◆ **Votre objectif**
Selon le texte sur l'infection VIH et la mémoire de travail, à partir de combien de boîtes les patients deviennent-ils nettement déficitaires au test de mémoire de travail spatiale ?

L'infection VIH est associée à un déclin de certaines fonctions exécutives et attentionnelles qui sont en connexion étroite avec les capacités de mémoire de travail. Stout et collaborateurs111 ont mis en évidence un déficit des patients séropositifs symptomatiques (non déments) dans des tests d'empan de lecture et d'empan chiffré inversé. Les patients asymptomatiques montrent une tendance (non significative) à être déficitaires dans ces tests, suggérant ainsi que ce type d'atteinte de mémoire de travail puisse débuter aux stades asymptomatiques. Ces résultats suggèrent en outre que la progression de la maladie est sensible à des tâches de mémoire de travail impliquant une manipulation des informations temporairement stockées mais préserve la mémoire à court terme «non active», évaluée dans des tâches impliquant un simple stockage des informations - empan chiffré en ordre direct, par exemple.

Les résultats obtenus par Sahakian et collaborateurs108 portent principalement sur la capacité d'utilisation de la mémoire de travail spatiale. Le test consistait à retrouver des objets virtuels (sur écran d'ordinateur) cachés dans des boîtes que l'on peut visiter au cours d'essais successifs. Le test est conçu de telle manière qu'on évalue les performances en fonction de la difficulté de la tâche en présentant au sujet un nombre plus ou moins grand de boîtes (de 3 à 8) et qu'on estime, outre le temps d'exécution, la stratégie développée par les sujets. Les résultats à ce test montrent que les patients symptomatiques et asymptomatiques ne diffèrent pas entre eux. Ces deux populations sont nettement déficitaires par rapport aux sujets séronégatifs, uniquement lorsque la difficulté de la tâche est accrue (8 boîtes). De même, la stratégie développée par les sujets, qui est corrélée positivement au nombre de bonnes réponses, est significativement réduite chez les deux groupes de patients par rapport aux témoins. Ce résultat est retrouvé par ces mêmes auteurs avec la tâche de la «Nouvelle Tour de Londres» qui met en jeu la mémoire de travail et la capacité à planifier des mouvements : cette tâche requière d'imaginer des déplacements de billes de couleur de façon à copier un modèle d'arrangement spatial de ces billes. La tâche sera d'autant plus complexe en terme d'attention soutenue et de mémoire de travail que le nombre de mouvements nécessaire est grand. Les patients, là encore, ne sont déficitaires que lorsque le nombre de mouvements à imaginer est important.

◆ **Données fournies**
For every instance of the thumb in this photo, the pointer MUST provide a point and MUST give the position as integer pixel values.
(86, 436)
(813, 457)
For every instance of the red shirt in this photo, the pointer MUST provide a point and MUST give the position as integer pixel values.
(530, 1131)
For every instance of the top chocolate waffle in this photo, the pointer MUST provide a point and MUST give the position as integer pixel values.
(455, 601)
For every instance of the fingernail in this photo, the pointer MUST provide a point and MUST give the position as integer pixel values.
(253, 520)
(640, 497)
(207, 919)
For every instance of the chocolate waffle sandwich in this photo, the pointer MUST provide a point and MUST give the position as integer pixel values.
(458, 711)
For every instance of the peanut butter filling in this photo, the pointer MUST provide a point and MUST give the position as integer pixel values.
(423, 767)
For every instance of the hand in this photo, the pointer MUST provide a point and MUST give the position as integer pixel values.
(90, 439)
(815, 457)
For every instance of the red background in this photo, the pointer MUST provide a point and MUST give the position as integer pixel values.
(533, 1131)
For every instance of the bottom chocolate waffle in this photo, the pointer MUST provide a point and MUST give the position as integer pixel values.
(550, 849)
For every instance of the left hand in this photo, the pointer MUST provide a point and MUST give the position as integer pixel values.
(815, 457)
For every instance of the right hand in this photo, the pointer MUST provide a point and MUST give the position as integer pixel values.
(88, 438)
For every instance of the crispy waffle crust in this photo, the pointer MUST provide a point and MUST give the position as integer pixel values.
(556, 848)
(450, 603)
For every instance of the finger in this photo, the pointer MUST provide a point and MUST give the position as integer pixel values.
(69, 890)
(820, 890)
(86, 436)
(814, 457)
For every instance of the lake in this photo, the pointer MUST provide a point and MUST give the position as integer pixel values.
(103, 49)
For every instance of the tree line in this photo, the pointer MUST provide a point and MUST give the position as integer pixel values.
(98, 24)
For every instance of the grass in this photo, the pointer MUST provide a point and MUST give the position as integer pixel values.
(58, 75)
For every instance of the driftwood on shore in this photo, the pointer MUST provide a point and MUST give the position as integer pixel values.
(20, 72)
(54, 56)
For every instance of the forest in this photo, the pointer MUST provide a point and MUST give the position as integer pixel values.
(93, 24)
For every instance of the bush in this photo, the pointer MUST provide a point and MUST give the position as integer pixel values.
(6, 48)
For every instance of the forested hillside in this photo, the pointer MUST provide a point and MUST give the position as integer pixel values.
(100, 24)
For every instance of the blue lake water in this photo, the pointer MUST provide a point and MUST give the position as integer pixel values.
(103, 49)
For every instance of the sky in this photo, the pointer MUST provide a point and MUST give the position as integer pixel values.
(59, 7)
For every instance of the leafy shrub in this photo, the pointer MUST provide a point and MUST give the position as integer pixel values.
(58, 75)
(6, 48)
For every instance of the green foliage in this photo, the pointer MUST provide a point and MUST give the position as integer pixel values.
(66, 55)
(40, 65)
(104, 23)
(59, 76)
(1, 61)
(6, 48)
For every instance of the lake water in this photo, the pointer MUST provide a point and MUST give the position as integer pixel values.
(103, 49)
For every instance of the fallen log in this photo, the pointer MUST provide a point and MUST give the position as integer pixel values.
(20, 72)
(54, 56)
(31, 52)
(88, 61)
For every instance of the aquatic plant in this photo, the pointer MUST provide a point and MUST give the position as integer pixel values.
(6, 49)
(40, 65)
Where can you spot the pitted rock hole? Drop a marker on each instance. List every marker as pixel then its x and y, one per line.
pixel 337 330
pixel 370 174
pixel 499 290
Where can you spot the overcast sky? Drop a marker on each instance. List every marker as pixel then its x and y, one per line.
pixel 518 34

◆ **Solution proposée**
À partir de 8 boîtes, lorsque la difficulté de la tâche est accrue.